▶ **The task**
Wherever an image appears in the records, exclude it, and reproduce everything else exactly.

*** Block opens ***

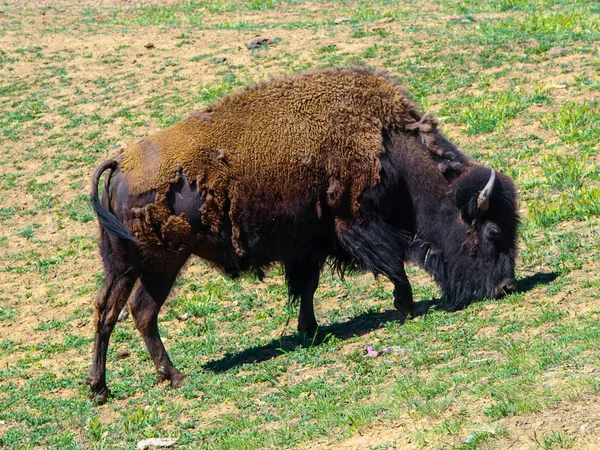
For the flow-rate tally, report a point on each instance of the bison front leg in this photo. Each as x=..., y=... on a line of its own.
x=151, y=293
x=403, y=300
x=302, y=277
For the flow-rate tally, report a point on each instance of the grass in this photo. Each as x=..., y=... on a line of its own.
x=514, y=82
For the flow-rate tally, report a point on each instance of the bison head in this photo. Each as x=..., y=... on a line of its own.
x=475, y=258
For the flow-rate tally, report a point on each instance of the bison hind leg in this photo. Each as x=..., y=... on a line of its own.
x=302, y=276
x=149, y=296
x=403, y=299
x=119, y=279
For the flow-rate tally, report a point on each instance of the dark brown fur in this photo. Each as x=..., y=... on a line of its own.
x=334, y=164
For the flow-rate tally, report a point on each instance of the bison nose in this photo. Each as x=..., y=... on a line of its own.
x=506, y=287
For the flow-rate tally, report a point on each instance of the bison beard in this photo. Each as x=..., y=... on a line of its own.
x=343, y=167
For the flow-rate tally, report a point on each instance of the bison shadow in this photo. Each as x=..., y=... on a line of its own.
x=356, y=326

*** Block closes ***

▶ **Answer to this exercise**
For the flow-rate tally, report a point on each instance of the bison front leg in this photo. Each as x=..., y=... on a line of its own.
x=151, y=293
x=403, y=300
x=302, y=277
For the flow-rate tally, report a point on each instance of the grass in this photo. Each as x=..., y=... on a line of its own.
x=514, y=82
For the flow-rate tally, report a point on each instance of the bison head in this photo. Each as x=..., y=... on a line of its own.
x=475, y=258
For the flow-rate tally, report a point on each instance of the bison hind leg in this photo. Each as x=..., y=... on a line of its own.
x=302, y=276
x=149, y=296
x=403, y=299
x=119, y=279
For the flow-rate tally, report a point on each instance of the dark brown fur in this photo. Each as x=..., y=... on a line of its own.
x=334, y=164
For the flow-rate tally, report a point on each instance of the bison nose in this photo. Each as x=..., y=... on a line of its own.
x=506, y=287
For the flow-rate tally, report a point on each instance of the bison beard in this photo. Each as x=..., y=... on a line of its own.
x=343, y=167
For the flow-rate tally, report a point on each instance of the bison shadow in this photo. Each as x=..., y=... on a line of its own.
x=356, y=326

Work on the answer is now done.